Entries locating objects in images
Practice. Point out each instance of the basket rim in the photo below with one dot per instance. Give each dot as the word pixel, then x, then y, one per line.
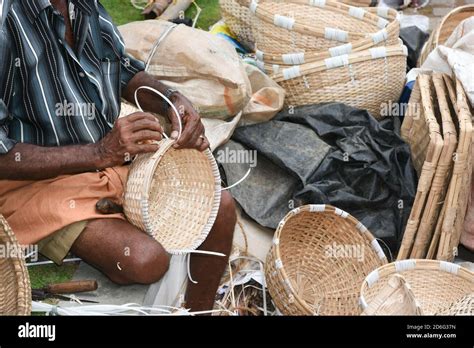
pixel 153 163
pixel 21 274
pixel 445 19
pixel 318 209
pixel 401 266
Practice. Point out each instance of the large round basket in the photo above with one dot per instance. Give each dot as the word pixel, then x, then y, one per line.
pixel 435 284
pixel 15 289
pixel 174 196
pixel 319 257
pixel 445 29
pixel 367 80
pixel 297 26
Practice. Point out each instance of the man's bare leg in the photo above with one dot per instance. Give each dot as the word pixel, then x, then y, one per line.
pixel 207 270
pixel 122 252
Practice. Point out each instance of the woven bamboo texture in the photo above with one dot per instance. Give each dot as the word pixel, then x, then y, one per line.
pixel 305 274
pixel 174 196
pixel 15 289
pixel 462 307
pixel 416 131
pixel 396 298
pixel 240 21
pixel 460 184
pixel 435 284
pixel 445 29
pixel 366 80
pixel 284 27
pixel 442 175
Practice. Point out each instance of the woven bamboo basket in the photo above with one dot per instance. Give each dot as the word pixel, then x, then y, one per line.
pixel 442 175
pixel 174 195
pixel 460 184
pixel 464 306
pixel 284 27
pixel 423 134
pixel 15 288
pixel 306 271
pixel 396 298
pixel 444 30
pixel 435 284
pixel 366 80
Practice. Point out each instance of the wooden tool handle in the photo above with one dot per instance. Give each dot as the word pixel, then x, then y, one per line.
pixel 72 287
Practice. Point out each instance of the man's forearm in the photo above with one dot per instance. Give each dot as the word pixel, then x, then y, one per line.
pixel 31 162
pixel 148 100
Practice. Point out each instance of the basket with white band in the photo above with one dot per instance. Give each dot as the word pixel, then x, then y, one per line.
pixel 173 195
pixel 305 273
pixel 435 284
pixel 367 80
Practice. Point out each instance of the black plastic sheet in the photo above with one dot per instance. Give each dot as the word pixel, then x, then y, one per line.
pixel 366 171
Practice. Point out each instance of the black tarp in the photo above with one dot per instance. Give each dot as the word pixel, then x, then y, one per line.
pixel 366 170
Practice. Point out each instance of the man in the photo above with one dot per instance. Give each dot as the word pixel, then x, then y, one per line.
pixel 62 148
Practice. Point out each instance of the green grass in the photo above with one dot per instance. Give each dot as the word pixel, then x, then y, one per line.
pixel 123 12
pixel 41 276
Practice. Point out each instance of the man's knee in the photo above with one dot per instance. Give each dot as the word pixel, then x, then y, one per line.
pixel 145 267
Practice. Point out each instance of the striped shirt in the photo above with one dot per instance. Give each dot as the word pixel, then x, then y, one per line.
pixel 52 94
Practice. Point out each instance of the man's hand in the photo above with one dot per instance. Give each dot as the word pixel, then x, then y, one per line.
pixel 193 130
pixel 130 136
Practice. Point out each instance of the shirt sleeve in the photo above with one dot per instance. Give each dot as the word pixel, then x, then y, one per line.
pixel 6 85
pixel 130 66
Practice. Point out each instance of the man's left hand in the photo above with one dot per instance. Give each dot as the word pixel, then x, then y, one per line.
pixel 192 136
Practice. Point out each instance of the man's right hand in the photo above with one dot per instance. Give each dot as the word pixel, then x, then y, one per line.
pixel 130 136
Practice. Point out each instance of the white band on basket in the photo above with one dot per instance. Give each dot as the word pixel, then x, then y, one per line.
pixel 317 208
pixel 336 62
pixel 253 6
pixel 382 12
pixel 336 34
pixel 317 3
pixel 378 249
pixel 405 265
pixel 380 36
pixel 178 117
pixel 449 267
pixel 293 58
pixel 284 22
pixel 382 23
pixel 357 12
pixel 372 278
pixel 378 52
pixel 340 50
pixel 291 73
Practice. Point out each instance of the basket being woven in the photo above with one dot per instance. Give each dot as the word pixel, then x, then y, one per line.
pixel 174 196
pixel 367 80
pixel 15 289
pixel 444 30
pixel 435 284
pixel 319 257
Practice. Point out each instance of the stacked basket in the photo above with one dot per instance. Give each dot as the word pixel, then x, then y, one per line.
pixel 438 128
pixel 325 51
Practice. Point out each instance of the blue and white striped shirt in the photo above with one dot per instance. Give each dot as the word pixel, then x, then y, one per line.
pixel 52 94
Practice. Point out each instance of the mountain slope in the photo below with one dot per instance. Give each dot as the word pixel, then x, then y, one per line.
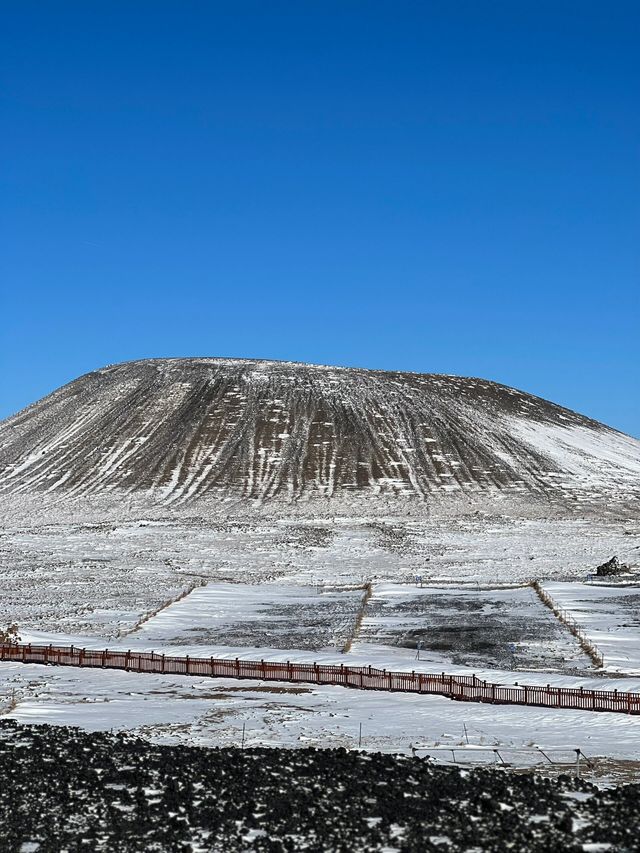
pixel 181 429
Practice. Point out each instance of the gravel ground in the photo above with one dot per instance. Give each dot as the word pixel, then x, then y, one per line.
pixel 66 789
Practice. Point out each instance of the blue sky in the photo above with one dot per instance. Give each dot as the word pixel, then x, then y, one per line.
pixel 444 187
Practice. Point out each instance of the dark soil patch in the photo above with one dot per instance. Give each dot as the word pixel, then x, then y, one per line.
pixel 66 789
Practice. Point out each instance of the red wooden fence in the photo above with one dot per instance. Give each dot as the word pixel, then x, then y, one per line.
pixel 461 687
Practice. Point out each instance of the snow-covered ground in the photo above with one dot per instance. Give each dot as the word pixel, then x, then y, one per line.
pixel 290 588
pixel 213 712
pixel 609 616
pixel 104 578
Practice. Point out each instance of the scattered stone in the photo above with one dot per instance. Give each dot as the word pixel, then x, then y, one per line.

==

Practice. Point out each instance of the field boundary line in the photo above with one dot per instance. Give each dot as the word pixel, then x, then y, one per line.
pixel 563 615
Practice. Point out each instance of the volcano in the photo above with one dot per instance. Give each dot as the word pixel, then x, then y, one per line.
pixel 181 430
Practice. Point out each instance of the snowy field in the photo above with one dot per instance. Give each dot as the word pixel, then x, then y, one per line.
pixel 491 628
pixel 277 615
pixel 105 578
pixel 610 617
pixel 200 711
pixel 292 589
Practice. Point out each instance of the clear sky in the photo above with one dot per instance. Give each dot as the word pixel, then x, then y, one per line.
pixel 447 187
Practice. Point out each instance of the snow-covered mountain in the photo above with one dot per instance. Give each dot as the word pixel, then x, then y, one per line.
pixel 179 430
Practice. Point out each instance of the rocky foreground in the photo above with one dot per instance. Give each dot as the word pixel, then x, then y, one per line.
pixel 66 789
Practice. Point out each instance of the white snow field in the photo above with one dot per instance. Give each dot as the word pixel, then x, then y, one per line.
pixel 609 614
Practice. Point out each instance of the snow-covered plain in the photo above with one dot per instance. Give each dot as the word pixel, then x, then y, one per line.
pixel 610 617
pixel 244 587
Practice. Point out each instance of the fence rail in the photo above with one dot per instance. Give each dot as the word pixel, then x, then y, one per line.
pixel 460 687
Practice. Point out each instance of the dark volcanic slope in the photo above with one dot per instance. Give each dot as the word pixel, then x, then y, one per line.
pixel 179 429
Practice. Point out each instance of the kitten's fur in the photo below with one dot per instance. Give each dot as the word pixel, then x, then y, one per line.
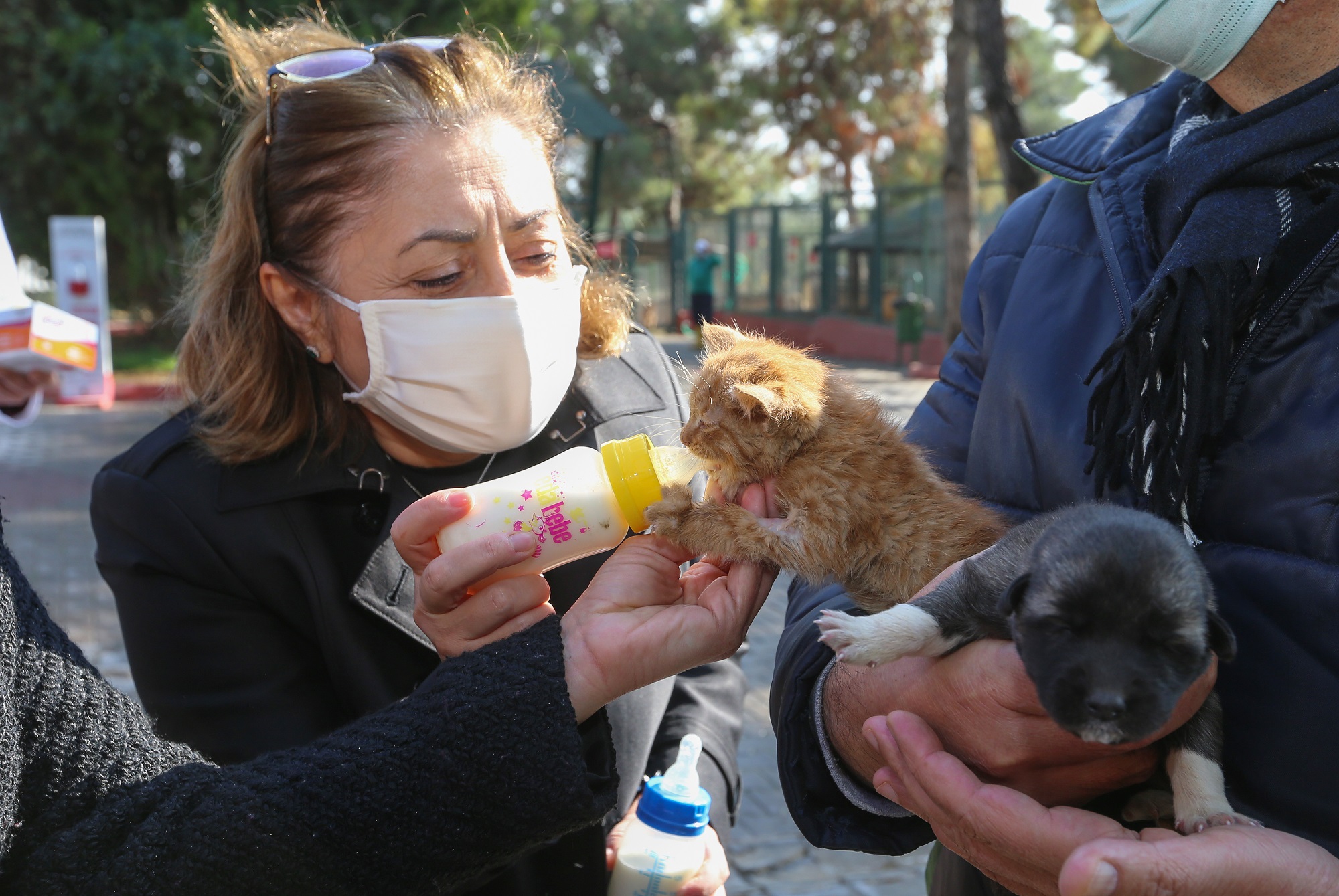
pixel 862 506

◆ **Exercise directions**
Tally the lines of the entries above that contain the word "dark" and give only that number.

◆ **Written solution**
2